• _Entries shown_:
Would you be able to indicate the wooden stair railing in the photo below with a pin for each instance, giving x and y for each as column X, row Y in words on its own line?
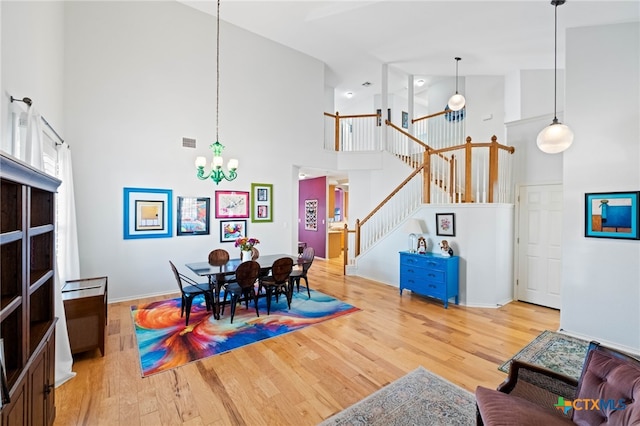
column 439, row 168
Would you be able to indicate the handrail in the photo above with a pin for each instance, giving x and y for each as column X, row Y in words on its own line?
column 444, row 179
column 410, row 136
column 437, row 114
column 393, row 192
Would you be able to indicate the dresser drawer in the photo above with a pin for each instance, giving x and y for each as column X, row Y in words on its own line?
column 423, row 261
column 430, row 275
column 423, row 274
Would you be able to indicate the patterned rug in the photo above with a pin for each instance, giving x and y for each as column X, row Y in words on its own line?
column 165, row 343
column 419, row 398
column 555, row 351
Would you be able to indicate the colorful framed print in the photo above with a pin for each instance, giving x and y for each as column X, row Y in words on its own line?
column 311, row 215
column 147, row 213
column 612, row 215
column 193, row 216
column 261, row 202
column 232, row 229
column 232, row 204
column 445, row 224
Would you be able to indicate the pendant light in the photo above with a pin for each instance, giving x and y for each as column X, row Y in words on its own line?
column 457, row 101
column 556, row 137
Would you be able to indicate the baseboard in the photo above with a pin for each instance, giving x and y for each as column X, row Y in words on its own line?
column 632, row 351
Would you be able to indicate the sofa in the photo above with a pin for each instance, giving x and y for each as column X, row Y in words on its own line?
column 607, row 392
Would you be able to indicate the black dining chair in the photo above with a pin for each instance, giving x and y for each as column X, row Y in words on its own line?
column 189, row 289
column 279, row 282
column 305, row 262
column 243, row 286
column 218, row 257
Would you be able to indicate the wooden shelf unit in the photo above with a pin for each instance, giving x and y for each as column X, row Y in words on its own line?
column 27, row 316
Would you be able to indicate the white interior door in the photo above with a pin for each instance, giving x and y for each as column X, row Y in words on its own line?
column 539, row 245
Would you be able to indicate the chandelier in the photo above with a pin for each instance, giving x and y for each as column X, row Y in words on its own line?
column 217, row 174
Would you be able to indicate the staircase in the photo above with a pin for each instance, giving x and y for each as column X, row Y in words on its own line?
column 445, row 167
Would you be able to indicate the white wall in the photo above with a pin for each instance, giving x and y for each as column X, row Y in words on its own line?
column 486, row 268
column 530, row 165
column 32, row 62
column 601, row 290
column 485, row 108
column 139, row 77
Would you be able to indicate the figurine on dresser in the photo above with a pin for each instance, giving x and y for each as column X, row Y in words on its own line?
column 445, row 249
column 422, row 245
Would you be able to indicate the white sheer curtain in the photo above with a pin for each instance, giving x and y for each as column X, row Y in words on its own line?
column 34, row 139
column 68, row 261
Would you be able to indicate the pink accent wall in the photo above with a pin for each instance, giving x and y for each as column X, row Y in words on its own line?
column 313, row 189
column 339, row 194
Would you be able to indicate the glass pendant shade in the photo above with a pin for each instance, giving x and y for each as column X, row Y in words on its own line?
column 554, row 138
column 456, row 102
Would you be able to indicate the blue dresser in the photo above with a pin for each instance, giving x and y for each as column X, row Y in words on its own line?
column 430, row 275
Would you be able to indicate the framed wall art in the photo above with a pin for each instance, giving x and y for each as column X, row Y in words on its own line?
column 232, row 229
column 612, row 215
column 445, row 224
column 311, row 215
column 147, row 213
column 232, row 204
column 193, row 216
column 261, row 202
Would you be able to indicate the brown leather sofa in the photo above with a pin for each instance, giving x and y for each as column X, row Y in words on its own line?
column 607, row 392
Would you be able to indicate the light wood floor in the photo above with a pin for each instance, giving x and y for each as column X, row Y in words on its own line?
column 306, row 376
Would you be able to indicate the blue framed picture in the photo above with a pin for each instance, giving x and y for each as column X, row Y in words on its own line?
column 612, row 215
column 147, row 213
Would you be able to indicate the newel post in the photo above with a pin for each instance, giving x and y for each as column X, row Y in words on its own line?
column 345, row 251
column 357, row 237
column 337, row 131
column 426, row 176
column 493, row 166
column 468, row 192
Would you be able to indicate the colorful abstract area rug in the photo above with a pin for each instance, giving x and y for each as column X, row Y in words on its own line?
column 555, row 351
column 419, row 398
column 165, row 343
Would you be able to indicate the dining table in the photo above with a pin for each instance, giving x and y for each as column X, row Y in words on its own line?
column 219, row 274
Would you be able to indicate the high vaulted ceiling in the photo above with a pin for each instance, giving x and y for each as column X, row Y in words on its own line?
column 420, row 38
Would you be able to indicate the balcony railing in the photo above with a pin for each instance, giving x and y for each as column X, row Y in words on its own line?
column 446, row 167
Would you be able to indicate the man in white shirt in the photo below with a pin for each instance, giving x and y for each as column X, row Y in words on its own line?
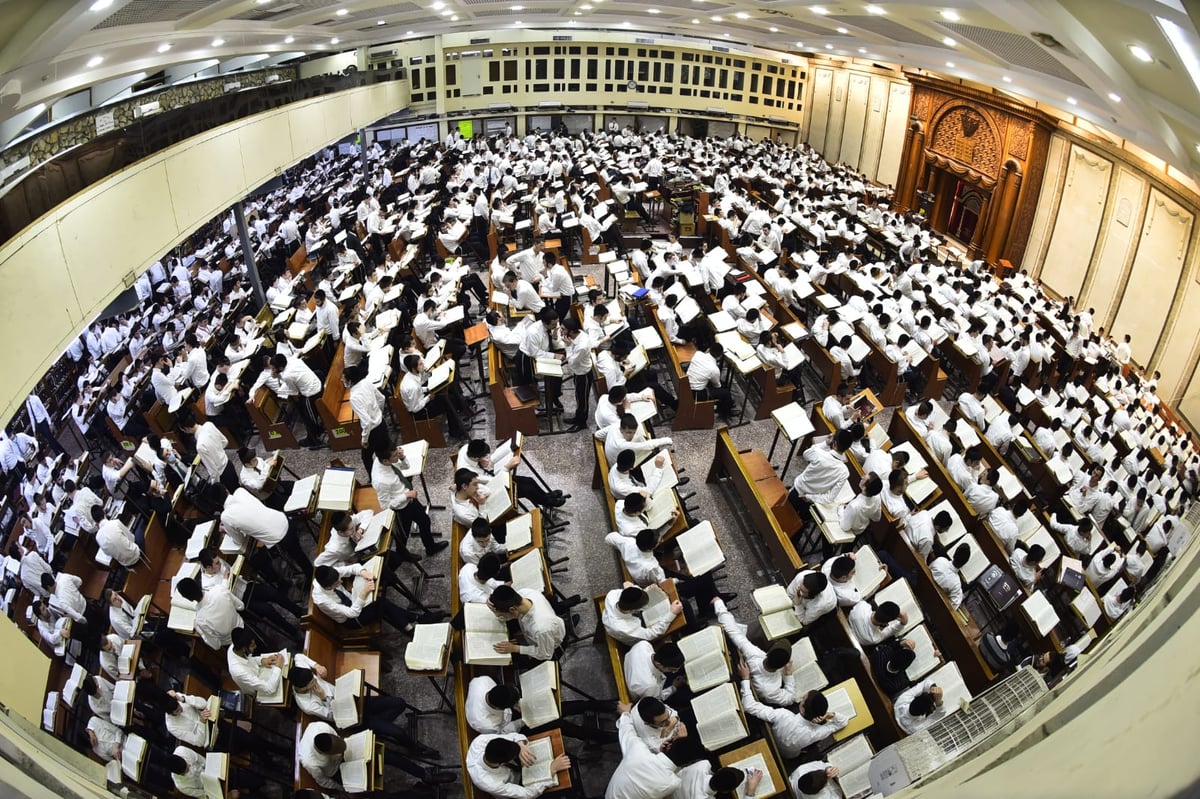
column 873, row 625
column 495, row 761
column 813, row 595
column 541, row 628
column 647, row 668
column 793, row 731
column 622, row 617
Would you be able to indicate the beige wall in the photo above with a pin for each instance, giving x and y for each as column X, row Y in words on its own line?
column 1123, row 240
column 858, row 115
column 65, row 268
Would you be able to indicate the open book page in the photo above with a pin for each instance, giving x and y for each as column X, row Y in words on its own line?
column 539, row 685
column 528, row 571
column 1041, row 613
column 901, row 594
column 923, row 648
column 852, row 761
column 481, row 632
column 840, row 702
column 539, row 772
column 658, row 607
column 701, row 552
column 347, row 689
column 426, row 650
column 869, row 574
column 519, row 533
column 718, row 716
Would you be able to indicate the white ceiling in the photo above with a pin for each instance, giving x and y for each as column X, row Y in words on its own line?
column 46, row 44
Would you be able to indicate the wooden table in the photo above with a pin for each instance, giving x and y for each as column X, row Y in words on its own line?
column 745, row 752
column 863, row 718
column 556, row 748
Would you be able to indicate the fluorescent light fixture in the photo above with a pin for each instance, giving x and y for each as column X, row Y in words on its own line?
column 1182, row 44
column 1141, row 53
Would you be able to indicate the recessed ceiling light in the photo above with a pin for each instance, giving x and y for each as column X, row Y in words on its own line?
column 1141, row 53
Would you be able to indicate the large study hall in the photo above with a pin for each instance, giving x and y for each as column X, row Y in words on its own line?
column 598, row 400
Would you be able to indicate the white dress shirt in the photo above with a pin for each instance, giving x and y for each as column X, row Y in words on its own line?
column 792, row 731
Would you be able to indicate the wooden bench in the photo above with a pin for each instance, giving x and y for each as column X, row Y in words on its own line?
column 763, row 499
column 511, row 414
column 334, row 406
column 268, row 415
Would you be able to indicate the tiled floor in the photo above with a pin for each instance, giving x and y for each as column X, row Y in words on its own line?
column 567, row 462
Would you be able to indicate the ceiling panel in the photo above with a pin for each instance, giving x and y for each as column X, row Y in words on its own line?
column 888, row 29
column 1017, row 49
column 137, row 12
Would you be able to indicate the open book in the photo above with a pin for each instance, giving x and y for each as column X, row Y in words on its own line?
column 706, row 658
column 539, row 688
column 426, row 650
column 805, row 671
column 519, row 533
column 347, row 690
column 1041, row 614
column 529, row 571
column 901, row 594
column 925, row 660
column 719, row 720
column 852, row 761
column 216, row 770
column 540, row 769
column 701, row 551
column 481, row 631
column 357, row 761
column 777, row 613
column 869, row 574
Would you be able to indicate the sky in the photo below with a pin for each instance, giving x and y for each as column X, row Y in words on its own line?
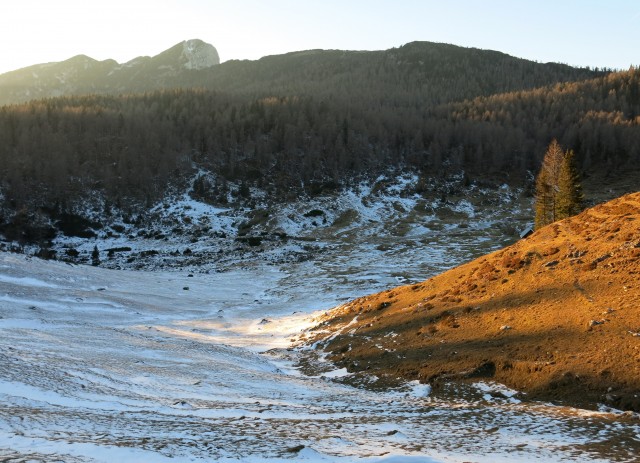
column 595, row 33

• _Task objective_:
Everything in the records above should be printed again exactly, except the pictures.

• _Answer for this exercise_:
Would you be able to indicate the wooden stair railing in the photo below with a pin for each instance, giving x and y for each as column X, row Y in words on its own line?
column 439, row 168
Would you be able to indicate the handrail in the photo above with a pin for each instance, giving x and y for each as column X, row Y in words on its own line?
column 444, row 179
column 410, row 136
column 437, row 114
column 393, row 192
Would you be able to indicate the dresser drawer in the photo above with a pin for each instance, giving x and y for each as column X, row Y in words on its own line?
column 423, row 261
column 430, row 275
column 423, row 274
Would you be able to indicate the patterned rug in the photo above with a pin for each instance, giving x and y for each as column X, row Y in words on its own line?
column 165, row 343
column 419, row 398
column 555, row 351
Would you be able to indicate the colorful framed print in the photo above with a pin for each instance, giving x and y for each as column X, row Y in words on its own line?
column 311, row 215
column 147, row 213
column 612, row 215
column 193, row 216
column 261, row 202
column 232, row 229
column 232, row 204
column 445, row 224
Would you be able to indicate the pendant light in the photo above with a pin for each instance, giving x and y for each as column X, row Y in words on its own line?
column 457, row 101
column 556, row 137
Would you be able to indicate the baseboard in the photo above with a pin for each instance, giving x and y for each as column X, row Y in words on its own line?
column 632, row 351
Would you be able to indicate the sofa in the photo above with a pin for each instance, giving x and y for each as column X, row Y in words on its own line?
column 607, row 392
Would you be able to indicate the black dining chair in the photo above with a pin for each instance, giving x and y for each as column X, row Y in words on its own line?
column 189, row 289
column 279, row 282
column 305, row 262
column 243, row 286
column 218, row 257
Would you be able to indicate the wooden shelf unit in the photo above with a pin for each instance, giving x and y for each as column X, row Y in words on its own line?
column 27, row 316
Would you be able to indicate the white interior door in the photo above with a pin for each instance, giving x and y for each as column X, row Y in words on its own line?
column 539, row 245
Would you be able to indicate the chandelier in the photo above with a pin for each instance, giving x and y for each as column X, row Y in words on its own line?
column 217, row 174
Would you be able to indicate the staircase in the photo above with a pin for each instance, giving x and y for each as column X, row Y in words on its own line?
column 445, row 167
Would you be able to indicate the white wall in the photo above with a pin for each instance, giving x and y for each as column X, row Y in words on its own line?
column 486, row 268
column 530, row 165
column 32, row 62
column 601, row 290
column 485, row 108
column 139, row 77
Would you be able to indicate the figurine on dresser in the photo above with a pin for each instance, giving x and y for each as column X, row Y in words on its own line?
column 445, row 249
column 422, row 245
Would you be able to indicate the white sheer curtain in the photo above with a pin for each instance, giving x and y for each as column X, row Y in words on its own line?
column 34, row 139
column 68, row 261
Would you be able to indicate the pink accent wall in the photo above with a pin for each instance, giving x and y for each as column X, row Y in words on its own line?
column 313, row 189
column 339, row 194
Would you be able to indicate the glass pendant shade in the photo above with a pin for each instance, giving x and y for each as column X, row Y in words on its own line?
column 554, row 138
column 456, row 102
Would you be able to indicate the blue dresser in the photo above with a pin for each instance, giving x and y for each as column X, row Y in words on its own line?
column 430, row 275
Would you be able to indicate the framed wall art in the photo above with a pin for each instance, giving x and y for each as column X, row Y in words on its own line?
column 232, row 229
column 612, row 215
column 445, row 224
column 311, row 215
column 147, row 213
column 232, row 204
column 193, row 216
column 261, row 202
Would you be able to indicate the brown leather sofa in the photo above with a pin for each instance, giving x and y for each as column X, row Y in words on its own line?
column 607, row 392
Would you be able to indicate the light wood floor in the photo above with a pin for each instance, giving x and y for each as column X, row Y in words on its own line?
column 306, row 376
Would you be able to indicate the blue framed picture in the photo above with a pin for each instance, giving x and y for each as column X, row Y in words on its own line?
column 612, row 215
column 147, row 213
Would you be able to indicate the newel post in the photo above with a pin for each instance, giving x and y for each as column X, row Y in words on its own line?
column 345, row 251
column 357, row 237
column 337, row 131
column 426, row 176
column 493, row 166
column 468, row 192
Would you be able to indicate the colorful abstract area rug in the photo above with a pin for each instance, giving x and y for each as column X, row Y in words on its own line?
column 555, row 351
column 419, row 398
column 165, row 343
Would you be able to indicate the dining table in the photo above with a pin for each instance, giving x and y for each as column X, row Y in words on its own line?
column 219, row 274
Would you be able to indicate the high vaulted ceiling in the photo above with a pin for each instance, giving x and y for each as column X, row Y in words on its own line?
column 420, row 38
Would you be able to indicate the balcony railing in the photo above with a pin for each instance, giving x and y for each as column X, row Y in words on its own line?
column 446, row 167
Would you be able to indicate the man in white shirt in the photo below with a pin for each instance, giving x and y for each as column X, row Y in words on its own line?
column 873, row 625
column 495, row 761
column 813, row 595
column 541, row 628
column 647, row 668
column 793, row 731
column 622, row 617
Would you be able to indicate the beige wall in the photo above with a pin for each instance, giving x and y for each as column X, row Y in words on its own line?
column 1123, row 240
column 858, row 115
column 65, row 268
Would you be able to indicate the open book page in the photo above with a pin for each instance, giving x and y for each as column X, row Y in words on its own line?
column 539, row 685
column 528, row 571
column 1041, row 613
column 901, row 594
column 923, row 648
column 852, row 761
column 481, row 632
column 840, row 702
column 539, row 772
column 658, row 607
column 701, row 552
column 347, row 689
column 426, row 650
column 869, row 574
column 519, row 533
column 718, row 716
Would you be able to indicate the white ceiling in the photo above with a pin for each instance, giving x and y for each as column X, row Y in words on its own line?
column 46, row 44
Would you be able to indicate the wooden table in the photo above with a pin for each instance, giving x and y for each as column X, row Y in words on its own line?
column 745, row 752
column 863, row 718
column 556, row 748
Would you be able to indicate the fluorescent light fixture in the photo above with a pin for each instance, giving x and y for each as column X, row Y in words on its own line?
column 1182, row 44
column 1141, row 53
Would you be able to indicate the recessed ceiling light in the photo above with a pin for each instance, giving x and y for each as column X, row Y in words on its own line?
column 1141, row 53
Would you be able to indicate the large study hall in the photo above with a pin for each instance, giving x and y for each as column X, row Y in words on its own line?
column 598, row 400
Would you be able to indicate the white dress shirt in the photo above with a pin for each instance, giving x and y for each as column X, row Y in words on its own line?
column 792, row 731
Would you be able to indicate the wooden bench in the photo above with a pin for each instance, giving x and y for each as column X, row Y in words on its own line?
column 763, row 499
column 511, row 414
column 334, row 406
column 268, row 415
Would you be able to indicate the tiled floor in the photo above with a pin for each instance, giving x and y for each as column X, row Y in words on its own line?
column 567, row 462
Would you be able to indicate the ceiling panel in the photo above with a pin for each instance, giving x and y for each as column X, row Y in words on its own line?
column 888, row 29
column 1017, row 49
column 137, row 12
Would you be able to indicate the open book in the photo above with a pin for each instance, giving x and y for each as column X, row Y in words on its own line?
column 706, row 658
column 539, row 688
column 426, row 650
column 805, row 671
column 519, row 533
column 347, row 690
column 1041, row 614
column 529, row 571
column 901, row 594
column 925, row 660
column 719, row 720
column 852, row 761
column 216, row 770
column 540, row 769
column 701, row 551
column 481, row 631
column 357, row 761
column 777, row 613
column 869, row 574
Would you be able to indicate the sky in the photo below with a pin for each instance, giving x and y for each as column X, row Y in words on its own line?
column 595, row 33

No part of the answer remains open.